TASK OBJECTIVE
Reproduce every one of the entries below, requests included, but raise each coordinate in the answers by 4 and keep the coordinates in the requests and their format samples as they are. Omit the pictures.

Position annotation entries
+ + + + +
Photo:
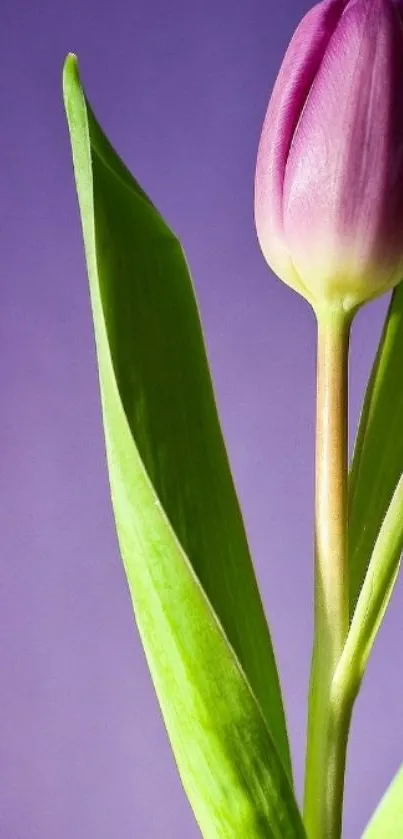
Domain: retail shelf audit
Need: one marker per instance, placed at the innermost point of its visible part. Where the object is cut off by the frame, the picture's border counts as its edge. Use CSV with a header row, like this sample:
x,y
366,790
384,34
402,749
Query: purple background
x,y
181,89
+ + + + +
ANSWER TO THE TASK
Photo:
Domain: retail shelf audit
Need: one marker per instance, placed at the innermost point of its visible part. Where the object is cut off by the frame, the picture's border counts as its edge. Use CSV with a header row, like this sample:
x,y
366,790
384,34
402,749
Query: purple background
x,y
185,93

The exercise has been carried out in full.